§ What you should do:
Each entry must appear again exactly as it does in the source.

§ Dataset records:
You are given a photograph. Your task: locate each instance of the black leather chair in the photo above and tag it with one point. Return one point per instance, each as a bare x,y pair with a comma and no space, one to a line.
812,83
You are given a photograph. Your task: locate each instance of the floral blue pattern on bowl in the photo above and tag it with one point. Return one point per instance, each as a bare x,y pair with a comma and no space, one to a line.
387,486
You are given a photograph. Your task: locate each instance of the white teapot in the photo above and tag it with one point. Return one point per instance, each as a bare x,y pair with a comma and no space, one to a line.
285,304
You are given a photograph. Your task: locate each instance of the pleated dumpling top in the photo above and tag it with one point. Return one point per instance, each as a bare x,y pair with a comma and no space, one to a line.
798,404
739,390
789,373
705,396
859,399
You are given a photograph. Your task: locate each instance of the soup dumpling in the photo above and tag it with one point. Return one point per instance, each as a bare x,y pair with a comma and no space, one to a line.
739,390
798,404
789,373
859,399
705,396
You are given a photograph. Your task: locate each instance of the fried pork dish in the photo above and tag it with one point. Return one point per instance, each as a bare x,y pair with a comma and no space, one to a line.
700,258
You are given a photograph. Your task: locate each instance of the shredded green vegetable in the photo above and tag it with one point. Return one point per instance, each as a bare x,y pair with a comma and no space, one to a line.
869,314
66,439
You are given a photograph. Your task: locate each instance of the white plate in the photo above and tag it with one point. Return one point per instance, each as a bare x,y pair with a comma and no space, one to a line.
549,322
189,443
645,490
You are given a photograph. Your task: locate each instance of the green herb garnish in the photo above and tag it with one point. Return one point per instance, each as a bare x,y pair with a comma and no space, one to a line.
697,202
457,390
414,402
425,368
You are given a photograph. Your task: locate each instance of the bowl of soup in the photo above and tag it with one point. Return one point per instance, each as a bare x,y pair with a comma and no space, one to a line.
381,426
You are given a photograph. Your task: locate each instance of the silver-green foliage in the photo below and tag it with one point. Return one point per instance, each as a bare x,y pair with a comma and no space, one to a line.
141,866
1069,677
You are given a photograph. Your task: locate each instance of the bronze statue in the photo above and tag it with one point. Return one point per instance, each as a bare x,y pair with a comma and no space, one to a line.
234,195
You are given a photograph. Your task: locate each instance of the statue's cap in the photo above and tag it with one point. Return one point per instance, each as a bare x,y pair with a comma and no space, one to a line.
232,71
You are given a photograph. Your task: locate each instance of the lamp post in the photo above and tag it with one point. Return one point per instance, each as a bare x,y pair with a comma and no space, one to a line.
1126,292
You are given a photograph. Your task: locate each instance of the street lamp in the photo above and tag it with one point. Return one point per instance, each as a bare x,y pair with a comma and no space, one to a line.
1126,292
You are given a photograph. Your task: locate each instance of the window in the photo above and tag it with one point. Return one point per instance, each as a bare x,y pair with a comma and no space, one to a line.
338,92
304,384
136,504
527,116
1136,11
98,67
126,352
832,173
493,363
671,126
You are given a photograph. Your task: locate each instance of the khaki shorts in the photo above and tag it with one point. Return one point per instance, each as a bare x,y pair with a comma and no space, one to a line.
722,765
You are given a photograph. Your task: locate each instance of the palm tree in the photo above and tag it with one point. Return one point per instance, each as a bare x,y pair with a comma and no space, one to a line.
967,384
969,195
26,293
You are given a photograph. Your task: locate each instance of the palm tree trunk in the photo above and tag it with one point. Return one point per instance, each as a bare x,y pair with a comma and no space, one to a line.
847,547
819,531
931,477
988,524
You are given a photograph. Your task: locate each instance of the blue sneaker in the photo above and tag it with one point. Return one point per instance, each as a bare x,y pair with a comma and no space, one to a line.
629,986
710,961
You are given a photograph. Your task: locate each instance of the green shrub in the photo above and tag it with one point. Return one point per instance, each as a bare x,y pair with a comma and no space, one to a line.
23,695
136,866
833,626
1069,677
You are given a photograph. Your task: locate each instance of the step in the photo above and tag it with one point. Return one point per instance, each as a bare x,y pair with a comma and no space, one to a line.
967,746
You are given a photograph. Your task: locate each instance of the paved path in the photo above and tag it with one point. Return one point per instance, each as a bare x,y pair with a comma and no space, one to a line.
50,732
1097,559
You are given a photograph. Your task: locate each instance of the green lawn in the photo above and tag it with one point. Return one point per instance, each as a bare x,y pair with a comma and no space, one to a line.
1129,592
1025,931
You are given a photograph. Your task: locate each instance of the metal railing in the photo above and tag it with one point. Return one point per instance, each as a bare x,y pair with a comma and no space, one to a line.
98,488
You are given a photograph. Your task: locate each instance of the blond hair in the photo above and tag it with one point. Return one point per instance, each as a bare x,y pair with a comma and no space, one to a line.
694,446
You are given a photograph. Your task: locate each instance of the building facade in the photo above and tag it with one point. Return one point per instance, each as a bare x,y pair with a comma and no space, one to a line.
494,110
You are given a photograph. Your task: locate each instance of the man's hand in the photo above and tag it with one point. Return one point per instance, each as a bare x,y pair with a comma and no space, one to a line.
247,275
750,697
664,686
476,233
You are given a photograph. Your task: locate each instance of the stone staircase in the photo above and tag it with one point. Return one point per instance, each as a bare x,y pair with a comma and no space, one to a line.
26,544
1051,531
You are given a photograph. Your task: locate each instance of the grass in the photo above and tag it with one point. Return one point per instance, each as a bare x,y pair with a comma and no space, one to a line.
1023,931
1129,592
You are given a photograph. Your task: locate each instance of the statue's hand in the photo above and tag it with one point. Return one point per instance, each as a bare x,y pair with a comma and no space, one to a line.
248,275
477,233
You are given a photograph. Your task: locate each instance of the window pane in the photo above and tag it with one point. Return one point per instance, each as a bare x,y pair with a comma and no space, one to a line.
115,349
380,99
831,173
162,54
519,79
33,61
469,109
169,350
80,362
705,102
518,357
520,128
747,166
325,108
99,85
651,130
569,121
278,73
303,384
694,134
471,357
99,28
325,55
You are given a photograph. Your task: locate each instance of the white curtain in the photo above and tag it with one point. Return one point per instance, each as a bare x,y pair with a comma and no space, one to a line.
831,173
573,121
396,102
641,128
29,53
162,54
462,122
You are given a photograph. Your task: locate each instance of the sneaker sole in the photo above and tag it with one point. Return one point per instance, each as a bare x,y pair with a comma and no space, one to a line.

§ The completed task:
You are given a photograph. Your task: locate each instance of the black leather chair in the photo above and tag it with one point. Return one point per instance, each as a bare x,y pair with a comma and no space, one to a line.
812,83
You are given a photograph. Your task: locate each instance of the floral blue pattern on bowl in the photo above and tag it with one point. Return one point per instance, each as a bare x,y pair with a comma and no space, one to a line.
387,486
You are given a photograph. Your task: locate each instance of the white teapot in the photo above and tag it with one point. Return one point per instance, each as a bare x,y pair with a comma and no space, one to a line.
285,304
You are given a photograph. Your task: locate each instance of the pleated dumpling top in the photo above and tag it with one point. Return one point per instance, each as a bare x,y pair with a comma and no space, one to a line.
798,404
739,390
789,373
705,396
859,399
You are given a photograph. Your task: locate each instance of the soup dumpling in the photo above and tag it with one point. Return one point per instance, each as a bare x,y pair with a comma and no space, one to a line.
739,390
798,404
789,373
859,399
705,396
You are given a photograph. Your task: locate each instance of the fried pork dish in the photo above and tag it with one point. Return one point per instance, each as a bare x,y pair with a comma and no space, one to a line.
700,258
You are given a photograph. Your task: locate each instance of the shredded green vegetable in the photo above and tag it with one point. Return one point per instance, each as a bare x,y pair with a comma and no space, one to a line.
869,314
66,439
You are given a photograph. Your task: locate each instance of the white plate in the photo above and tag it with one point. Return one point per instance, each as a bare x,y pair with a comma and no space, one to a line.
549,322
189,443
645,490
You are given a photograph. Your task: locate each instance of the green herb garnish in the photo above and tag it with one point. Return one point per instance, each as a bare x,y pair with a comma and no space, one to a line.
697,202
457,390
414,402
425,368
You are given a photograph. Your task: locate each instance of the bowl of soup in the photo above and tag it with one point. Return one point per instance, each as a bare x,y pair with a comma and no space, one to a line.
381,426
You are given a photograph. Your task: locate each instance of the silver-green foliage in the photo below and tag it with one point. Return one point per instance, each as a bare x,y pair with a comma and no space, one to a line.
141,866
1069,677
You are given a photograph. Your task: locate each instance of the bronze statue in the photo above and tag it with one point. Return one point per instance, each as a bare x,y pair with a comma and no space, one to a line.
234,195
You are given a photograph. Your task: locate each instance of the statue's cap in the photo above and tag it with one point. Return one point per instance, each as a bare x,y pair with a comma and no space, one to a line.
232,71
You are given a photograph. Your task: locate each instance of the lamp post in the photo above and tag it with one point. Return one point per instance, each as a bare x,y pair with a comma and no space, one to a line.
1126,292
You are given a photograph. Your task: locate each instance of the street lamp in the photo above and tag it with one point. Return one point per instance, each as a bare x,y pair with a comma and no space, one to a line.
1126,292
You are given a photograph. Your task: locate each instance of the window in the photo above and tag it with one point. Return one point per instance, each as a bare x,y pair with a comma and no space, one to a line.
338,92
304,384
136,504
527,116
1136,11
98,67
126,352
832,173
493,363
671,126
You are given a photograph. Your task: locate each instance of the khaki shorts in the photo above and tag it with one point. Return one point per instance, each as a bare x,y pair with a comma and no space, one to a line.
722,765
You are given a photograph. Your task: locate each instance of the palm tree in the photo above and tag it with one point. Return one point per instance, each as a bare x,y pair with a comma and no space, one to a line.
967,384
969,195
26,293
You are given a photograph. Your task: locate each instance of the palm tree trunk in the photo above and tag it with one point. Return one point per instance, each as a bare x,y pair with a comma and no space, one to a line.
847,547
819,531
931,477
988,524
You are given a photograph. Your task: locate each instance of the blue sneaker in the photo above and tag it with one point. Return one point per instance, each as a bare x,y pair with a comma and no space, one to a line.
629,986
710,961
You are given a photograph. Your task: locate each instance of the green shrub in the photo above and tag it with one point. Return one point per instance, each as a bare x,y pair with a comma and no space, one to a line.
23,695
136,866
833,626
1069,677
You are given a photograph. Your task: locate each instance of the step in the photo above and tag it with one point. Return one point per instance, each as a bare x,y pair with a comma and no space, one to a line.
967,746
You are given a photograph. Your task: locate each instance of the paved path in the photo above and tag it with one point. Return one point per instance, each as a bare x,y pair with a comma and no space, one to a line.
50,732
1097,559
You are given a photograph. Your task: locate each instance of the green lawn in the photo above and tag it with one point. Return one point per instance, each as a bare x,y pair with a comma and no space, one to a line.
1129,592
1025,931
You are given a photograph. Your task: locate each instance of the metal railing in the photo above and tag it with one point. Return one point per instance, each as a bare x,y pair with a comma and no space, one to a line.
98,488
You are given a photograph. Your task: locate each instance of the blond hair in the photo above and tag it with one point. Return one point per instance, each as a bare x,y pair with a comma and no space, one to a line.
694,446
You are given a photograph. Your task: locate each instance of the building facade in the photo above and tag it with one point. Return one point per instance, each as a bare x,y pair with a comma and no space, one to a line.
494,110
You are given a photograph. Your task: locate each instance of the man's hand in the photo above and tag it with one point. Return one point per instance, each as a bare x,y pair with a comma and no space, one to a line.
247,275
750,697
664,686
476,233
You are given a photograph. Your task: locate each instance of the stone staircase in the photo above and tag it with one point. Return one point per instance, each as a bare x,y pair with a comma and no space, one to a line.
26,544
1051,531
You are given a photograph. Your task: locate each instance of the grass in the photo above and tag it with one point. Return one point per instance, each as a bare x,y pair with a comma and no space, one to a line.
1023,931
1129,592
You are given a photograph. Your task: locate each instance of the statue's hand in the photo above and tag it with one point. Return one point per instance, each as a bare x,y pair with a comma and no space, one to a line.
248,275
477,233
You are given a photograph. Your task: locate each instance of the window pane in the photo above and tag it with one point. Return one point per instance, each as a bare x,y pair with a comma and no space, one to a line.
115,349
380,99
831,173
162,54
519,79
33,61
469,109
169,350
80,362
705,102
518,357
520,128
747,166
325,108
99,85
651,130
569,121
278,73
303,384
694,134
471,357
99,28
325,55
You are given a photograph. Your task: locate each instance of the white curtain in the photo above and tag it with one point. Return one point per instance, each as a bare x,y pair with a comma and no space, one to a line.
831,173
573,121
396,102
641,128
29,53
162,54
462,122
You are given a photograph. Your task: locate each instance of the sneaker sole in the photo above and tag it with one point. Return one point per instance, each as a bare x,y pair with a comma and no space, one to a line.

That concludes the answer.